*YOUR OBJECTIVE*
Everything in the records should be repeated exactly.

#### RECORDS FOR PROCESSING ####

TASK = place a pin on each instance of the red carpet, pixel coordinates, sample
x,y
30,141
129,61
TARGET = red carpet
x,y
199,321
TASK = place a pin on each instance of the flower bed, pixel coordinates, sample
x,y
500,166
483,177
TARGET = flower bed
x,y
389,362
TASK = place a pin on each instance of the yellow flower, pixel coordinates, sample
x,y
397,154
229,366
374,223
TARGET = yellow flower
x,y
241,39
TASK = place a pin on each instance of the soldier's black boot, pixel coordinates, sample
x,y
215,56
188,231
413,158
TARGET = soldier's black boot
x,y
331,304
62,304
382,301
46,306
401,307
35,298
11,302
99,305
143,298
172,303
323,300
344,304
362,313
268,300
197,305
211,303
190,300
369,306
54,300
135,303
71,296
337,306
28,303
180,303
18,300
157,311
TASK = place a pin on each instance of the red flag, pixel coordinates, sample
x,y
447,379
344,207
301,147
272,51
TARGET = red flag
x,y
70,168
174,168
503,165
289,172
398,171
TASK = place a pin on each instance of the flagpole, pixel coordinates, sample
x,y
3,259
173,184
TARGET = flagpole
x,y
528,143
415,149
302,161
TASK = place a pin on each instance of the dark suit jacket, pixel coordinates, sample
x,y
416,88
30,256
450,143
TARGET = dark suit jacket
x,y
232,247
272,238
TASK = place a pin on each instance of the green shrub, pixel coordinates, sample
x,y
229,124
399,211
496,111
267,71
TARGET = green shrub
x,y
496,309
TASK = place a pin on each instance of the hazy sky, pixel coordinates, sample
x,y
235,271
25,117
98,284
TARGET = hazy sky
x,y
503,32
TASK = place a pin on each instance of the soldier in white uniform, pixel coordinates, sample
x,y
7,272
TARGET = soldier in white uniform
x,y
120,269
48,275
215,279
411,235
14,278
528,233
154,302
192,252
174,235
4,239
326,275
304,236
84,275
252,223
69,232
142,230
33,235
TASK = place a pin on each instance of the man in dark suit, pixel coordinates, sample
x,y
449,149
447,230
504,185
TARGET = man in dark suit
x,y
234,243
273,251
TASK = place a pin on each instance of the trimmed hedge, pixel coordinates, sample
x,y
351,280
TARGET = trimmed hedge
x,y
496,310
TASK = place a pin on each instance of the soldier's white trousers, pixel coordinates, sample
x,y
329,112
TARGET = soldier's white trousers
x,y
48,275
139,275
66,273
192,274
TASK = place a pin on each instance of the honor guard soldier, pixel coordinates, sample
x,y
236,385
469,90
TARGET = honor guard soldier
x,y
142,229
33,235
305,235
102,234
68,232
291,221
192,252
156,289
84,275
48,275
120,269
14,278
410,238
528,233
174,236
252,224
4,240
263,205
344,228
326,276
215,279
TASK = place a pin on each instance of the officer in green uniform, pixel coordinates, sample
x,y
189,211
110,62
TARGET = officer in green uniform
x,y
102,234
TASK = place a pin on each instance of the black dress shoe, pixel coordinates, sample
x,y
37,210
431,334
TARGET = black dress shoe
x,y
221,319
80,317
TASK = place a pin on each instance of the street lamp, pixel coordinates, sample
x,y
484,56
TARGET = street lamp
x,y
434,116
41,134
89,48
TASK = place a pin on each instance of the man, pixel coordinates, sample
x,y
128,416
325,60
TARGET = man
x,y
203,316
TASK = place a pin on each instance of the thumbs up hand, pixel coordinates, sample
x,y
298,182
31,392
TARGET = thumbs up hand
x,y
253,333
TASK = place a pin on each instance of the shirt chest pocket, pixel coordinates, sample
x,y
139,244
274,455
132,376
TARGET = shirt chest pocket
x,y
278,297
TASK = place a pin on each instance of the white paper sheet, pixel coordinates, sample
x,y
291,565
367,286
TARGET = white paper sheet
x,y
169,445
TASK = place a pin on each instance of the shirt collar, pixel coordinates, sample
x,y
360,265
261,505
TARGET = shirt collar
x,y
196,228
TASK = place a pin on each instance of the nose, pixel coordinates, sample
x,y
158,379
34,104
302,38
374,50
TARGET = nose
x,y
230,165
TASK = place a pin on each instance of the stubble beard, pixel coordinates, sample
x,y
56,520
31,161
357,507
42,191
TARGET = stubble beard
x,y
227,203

####

*ANSWER TO THIS PROBLEM*
TASK = place a pin on each instance of the red carpet, pixel coordinates, sample
x,y
30,141
129,61
TARGET = red carpet
x,y
199,321
TASK = place a pin on each instance of the flower bed, pixel coordinates, sample
x,y
500,166
483,177
TARGET = flower bed
x,y
389,362
TASK = place a pin on each instance of the yellow flower, pixel coordinates, sample
x,y
397,154
229,366
374,223
TARGET = yellow flower
x,y
241,39
TASK = place a pin on each instance of the soldier's black boot, pixel coordinates, sample
x,y
215,56
188,231
413,158
TARGET = soldier's black boot
x,y
331,304
62,304
382,301
46,306
401,307
35,298
11,302
99,305
143,298
172,303
323,300
344,304
362,313
268,300
197,305
211,303
190,300
369,306
54,300
135,303
71,296
337,306
28,303
180,303
18,300
157,311
TASK = place a pin on each instance of the red flag, pixel coordinates, sample
x,y
447,379
344,207
301,147
272,51
TARGET = red flag
x,y
70,168
174,168
503,165
289,172
398,171
TASK = place a pin on each instance of the flagpole, pixel coordinates, sample
x,y
3,259
173,184
TARGET = flagpole
x,y
528,143
415,149
302,161
TASK = place a pin on each instance of the dark suit jacket, pixel coordinates, sample
x,y
416,88
30,256
450,143
TARGET = dark suit jacket
x,y
232,247
272,238
TASK = place a pin on each instance of the green shrub, pixel coordinates, sample
x,y
229,124
399,211
496,111
267,71
TARGET = green shrub
x,y
496,309
TASK = place a pin on each instance of the hazy sky, pixel coordinates, sample
x,y
235,271
25,117
98,284
TARGET = hazy sky
x,y
503,32
TASK = place a pin on each instance of the soldier in white uniform, pixel coordinates, sample
x,y
7,272
TARGET = soldier in white uniform
x,y
120,269
48,275
215,279
411,235
14,278
528,233
154,302
192,252
174,235
4,239
326,275
304,236
84,275
252,223
69,232
142,230
33,235
TASK = place a pin on each instance of the man in dark suit, pixel coordinates, sample
x,y
449,149
447,230
504,185
TARGET = man in dark suit
x,y
234,243
273,251
TASK = place a pin on each instance of the trimmed hedge, pixel coordinates, sample
x,y
351,280
TARGET = trimmed hedge
x,y
496,310
TASK = place a pin on each instance of the soldier's white trousers, pixel coordinates, sample
x,y
329,112
TARGET = soldier's white trousers
x,y
48,275
139,275
66,273
192,274
TASK = place a pin on each instance of the honor guard soldier, pixel coordinates, sample
x,y
236,385
469,90
TARGET = honor guard soldier
x,y
142,229
33,235
305,235
102,234
68,232
291,221
192,252
156,289
84,275
48,275
120,269
14,278
410,238
528,233
174,236
252,224
4,240
263,205
344,228
326,276
215,279
TASK = place a pin on each instance of the officer in green uniform, pixel coordinates, sample
x,y
189,211
110,62
TARGET = officer in green uniform
x,y
102,234
TASK = place a pin on each instance of the black dress shoe, pixel coordinates, sample
x,y
37,210
431,334
TARGET = black dress shoe
x,y
221,319
80,317
TASK = place a pin on each instance of the street lamp, pixel coordinates, sample
x,y
484,56
TARGET = street lamp
x,y
434,116
41,134
89,48
TASK = place a pin on each instance of the man, pixel coordinates, sample
x,y
128,416
325,60
TARGET = man
x,y
203,316
TASK = place a pin on each instance of the thumbs up hand, pixel coordinates, sample
x,y
298,182
31,392
TARGET = thumbs up hand
x,y
253,333
TASK = place a pin on each instance of the shirt chest pocket, pixel coordinates, sample
x,y
139,244
274,455
132,376
TARGET = shirt chest pocket
x,y
278,297
TASK = place a pin on each instance of the white paper sheet, pixel coordinates, sample
x,y
291,565
367,286
TARGET = white paper sheet
x,y
169,445
TASK = place a pin on each instance of the shirt collar, pixel coordinates, sample
x,y
360,265
261,505
TARGET = shirt collar
x,y
196,228
TASK = place a pin on each instance of the nose, pixel coordinates, sample
x,y
158,379
34,104
302,38
374,50
TARGET = nose
x,y
230,165
TASK = place a pin on each instance of the stubble beard, pixel coordinates, sample
x,y
56,520
31,161
357,507
42,191
TARGET = stubble beard
x,y
227,203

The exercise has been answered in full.